Con detto motivo si evidenzia la logica punitiva del provvedimento adottato che emergerebbe dal nesso temporale ravvisabile tra  la sanzione disciplinare del 5.4.2003, tra la proposta di trasferimento del 29.5.2003 e la notifica del rapporto informativo del 17.6.2003 relativo al periodo prestato all’estero, che anziché contenere valutazioni in ordine al lavoro svolto in  detto periodo, è preordinato, nella sua formulazione,  al provvedimento di trasferimento, di cui il ricorrente aveva avuto contezza già con la comunicazione del 29.5.2003 di  proposta da parte del Comandante del 9° rgt.alpini,  Col Berto.

Si tratta di eventi troppo ravvicinati  e straordinariamente collegati sotto il profilo logico  tra loro per essere esenti dal sospetto di un disegno teso ad un trasferimento di natura punitiva – sostiene il ricorrente -,   che lamenta inoltre l’illegittimità del giudizio circa  l’inidoneità dell’Ufficiale a rimanere in un reggimento di proiezione, ove non si prevede l’impiego all’estero, quando per tale impiego i requisiti necessari sono altri e tutti posseduti dal ricorrente.

ELENCO:
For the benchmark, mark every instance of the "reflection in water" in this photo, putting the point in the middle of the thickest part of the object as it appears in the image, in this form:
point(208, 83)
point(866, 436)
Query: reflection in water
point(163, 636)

LAVORO DA SVOLGERE:
A. Ricopia parola per parola tutte le righe delle voci.
B. Prosegui il testo sul ricorso dell'ufficiale contro il trasferimento, riprendendo subito dopo la sua ultima frase.

RISPOSTE PER COMPITO:
A.
For the benchmark, mark every instance of the "reflection in water" in this photo, putting the point in the middle of the thickest part of the object as it appears in the image, in this form:
point(208, 83)
point(866, 436)
Query: reflection in water
point(163, 636)

B.
La P.A. avrebbe insomma perseguito una finalità del tutto estranea a quella propria del reimpiego, tenendo comportamenti del tutto contraddittori, prima riconoscendo la validità delle ragioni familiari, in ragione delle quali è stato accordato il rientro del militare in Italia e poi  sanzionandole in modo persecutorio fino all’atto finale del trasferimento che conclude il disegno programmato.

d) Con l’ultimo motivo si denuncia l’eccesso di potere sotto il profilo dello sviamento e della prevaricazione, affermandosi che la violenza usata nei confronti del ricorrente può essere assimilata al fenomeno del  “nonnismo” o del  “mobbing” per il forte pregiudizio morale e personale subito dall’esponente, cui si è impedito di fattodi svolgere un lavoro sereno.

Si è costituta in giudizio l’Amministrazione intimata che, qualificati i provvedimenti d’autorità dei militari quali ordini, replica che tali atti  sono sottratti all’obbligo della motivazione e al rispetto delle norme sul procedimento sulla scorta di giurisprudenza consolidata, confutando le altre censure mosse, tra cui l’accusa di “nonnismo”, di cui si chiede lo stralcio in quanto offensiva nei confronti delle Forze armate e, comunque, rinviando all’ampia relazione dell’Amministrazione della Difesa, con cui si forniscono articolate motivazioni a sostegno del disposto trasferimento.

Altra memoria ha fatto pervenire in data 12.5.2004 il ricorrente che insiste nelle tesi prospettate.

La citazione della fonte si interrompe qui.